So, in my earlier blog post, Delving into the microcosm I covered some of the primary reasons why we have always been interested in testing micro-organisms in space. We, as humans, have always had a keen interest in their response to space conditions and this has become a possibility the day we figured out space travel! 

‘One small step for a man, a giant leap for mankind’ – Neil Armstrong

Said by one of the famous astronauts in the world and for good reason, because our ability to go out into space just goes to show how far we have come as a species. But have you ever thought about HOW we carry out these experiments in space? Well, you’re about to find out.

First, we need to understand what kind of conditions we are trying to simulate. For starters, we need to consider the absence of gravity or rather the presence of ‘micro-gravity’. The presence of a small amount of gravity is not the only thing to consider in this case. We also have to include the presence of high amounts of harmful UV radiation, below normal temperature, excessive pressure, and the upper atmosphere’s gaseous composition as well, all make it difficult to sustain life.

  • Gravity: This is one of the primary factors that is thought of prior to any of the experiments. Some of the initial studies in space microbiology have observed that there are significant changes in the behavior of bacterial cells when exposed to zero-gravity conditions. Most of them show a reduced lag phase (getting used to their environment prior to division), increased cell concentration, and mostly abnormal growth behavior. 
  • Temperature: The upper boundary of our atmosphere helps in the regulation of the temperature inside Earth but when we leave the earth’s atmosphere, the temperature drops drastically. This is also taken into account while testing microorganisms. 
  • Radiation: Many experiments have been conducted to see how microorganisms respond to radiation through the absorption and excitation of electrons. This in turn interacts with cellular matter at the atomic levels such as nucleic acids and proteins, and these studies are known as microdosimetric studies. 
  • Pressure: The space environment has extreme pressure levels going right down to 10-7 pascals and has mostly molecular oxygen and nitrogen. The reason this needs to be taken into account is that vacuum desiccation (a phenomenon where the materials vaporizes due to negative pressure) tends to destroy biological samples.

**RECORDS PROVIDED:**
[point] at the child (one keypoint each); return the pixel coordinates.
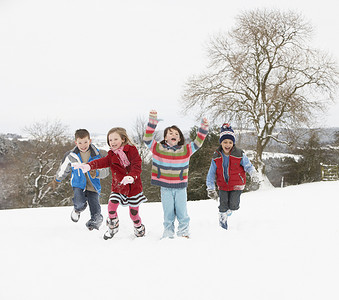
(125, 163)
(228, 168)
(170, 172)
(86, 187)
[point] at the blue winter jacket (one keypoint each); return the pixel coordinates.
(78, 178)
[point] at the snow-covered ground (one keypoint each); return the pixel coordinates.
(281, 244)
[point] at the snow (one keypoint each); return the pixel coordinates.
(282, 243)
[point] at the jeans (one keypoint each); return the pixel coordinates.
(80, 199)
(174, 204)
(229, 200)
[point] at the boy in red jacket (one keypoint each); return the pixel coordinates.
(228, 168)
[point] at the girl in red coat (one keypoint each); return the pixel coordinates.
(125, 163)
(228, 169)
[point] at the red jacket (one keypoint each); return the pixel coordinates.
(236, 172)
(119, 171)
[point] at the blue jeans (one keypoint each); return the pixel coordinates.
(229, 200)
(174, 204)
(80, 199)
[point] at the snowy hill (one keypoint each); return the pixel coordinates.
(281, 244)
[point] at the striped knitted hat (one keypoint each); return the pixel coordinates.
(226, 132)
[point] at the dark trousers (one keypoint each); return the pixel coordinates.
(80, 199)
(229, 200)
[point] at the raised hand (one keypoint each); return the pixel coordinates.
(84, 167)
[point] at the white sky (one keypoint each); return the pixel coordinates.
(101, 64)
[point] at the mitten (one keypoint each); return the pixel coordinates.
(204, 123)
(127, 180)
(255, 177)
(212, 194)
(84, 167)
(153, 117)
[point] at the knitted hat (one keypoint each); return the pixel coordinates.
(226, 132)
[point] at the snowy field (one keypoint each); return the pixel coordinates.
(281, 244)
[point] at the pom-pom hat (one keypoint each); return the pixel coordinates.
(226, 132)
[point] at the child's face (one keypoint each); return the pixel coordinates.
(172, 137)
(83, 144)
(227, 146)
(115, 141)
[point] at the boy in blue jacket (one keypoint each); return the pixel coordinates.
(86, 187)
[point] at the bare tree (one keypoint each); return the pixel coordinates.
(49, 142)
(263, 75)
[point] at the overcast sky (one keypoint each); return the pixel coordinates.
(101, 64)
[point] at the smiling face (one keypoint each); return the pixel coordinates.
(227, 146)
(115, 141)
(83, 144)
(172, 137)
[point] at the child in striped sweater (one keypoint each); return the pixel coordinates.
(170, 172)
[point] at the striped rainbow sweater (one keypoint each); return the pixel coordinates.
(170, 164)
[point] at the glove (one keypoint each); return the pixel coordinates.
(153, 117)
(93, 173)
(204, 124)
(84, 167)
(255, 177)
(53, 184)
(127, 180)
(212, 194)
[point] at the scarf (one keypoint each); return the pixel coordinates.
(122, 156)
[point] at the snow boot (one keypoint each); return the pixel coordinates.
(223, 216)
(113, 228)
(75, 215)
(139, 231)
(95, 222)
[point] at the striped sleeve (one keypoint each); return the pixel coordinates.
(149, 133)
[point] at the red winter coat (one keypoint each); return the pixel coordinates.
(236, 172)
(119, 171)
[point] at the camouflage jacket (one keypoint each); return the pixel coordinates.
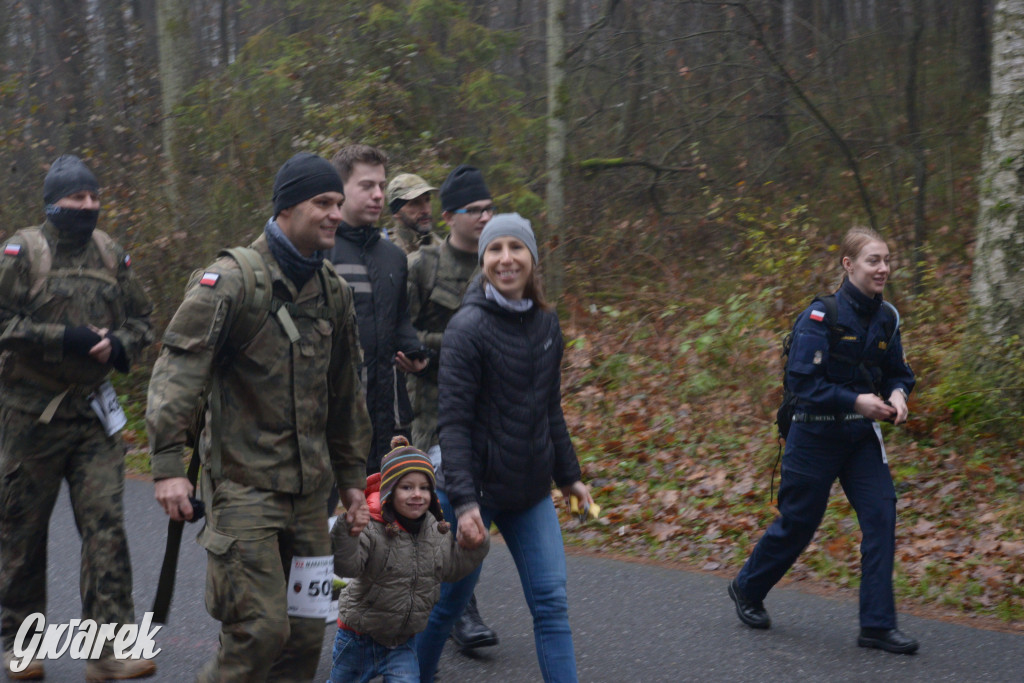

**TRY IT:**
Quote in full the blog post above on simulating space conditions for microorganism experiments, word for word.

**EXERCISE ANSWER:**
So, in my earlier blog post, Delving into the microcosm I covered some of the primary reasons why we have always been interested in testing micro-organisms in space. We, as humans, have always had a keen interest in their response to space conditions and this has become a possibility the day we figured out space travel! 

‘One small step for a man, a giant leap for mankind’ – Neil Armstrong

Said by one of the famous astronauts in the world and for good reason, because our ability to go out into space just goes to show how far we have come as a species. But have you ever thought about HOW we carry out these experiments in space? Well, you’re about to find out.

First, we need to understand what kind of conditions we are trying to simulate. For starters, we need to consider the absence of gravity or rather the presence of ‘micro-gravity’. The presence of a small amount of gravity is not the only thing to consider in this case. We also have to include the presence of high amounts of harmful UV radiation, below normal temperature, excessive pressure, and the upper atmosphere’s gaseous composition as well, all make it difficult to sustain life.

  • Gravity: This is one of the primary factors that is thought of prior to any of the experiments. Some of the initial studies in space microbiology have observed that there are significant changes in the behavior of bacterial cells when exposed to zero-gravity conditions. Most of them show a reduced lag phase (getting used to their environment prior to division), increased cell concentration, and mostly abnormal growth behavior. 
  • Temperature: The upper boundary of our atmosphere helps in the regulation of the temperature inside Earth but when we leave the earth’s atmosphere, the temperature drops drastically. This is also taken into account while testing microorganisms. 
  • Radiation: Many experiments have been conducted to see how microorganisms respond to radiation through the absorption and excitation of electrons. This in turn interacts with cellular matter at the atomic levels such as nucleic acids and proteins, and these studies are known as microdosimetric studies. 
  • Pressure: The space environment has extreme pressure levels going right down to 10-7 pascals and has mostly molecular oxygen and nitrogen. The reason this needs to be taken into account is that vacuum desiccation (a phenomenon where the materials vaporizes due to negative pressure) tends to destroy biological samples.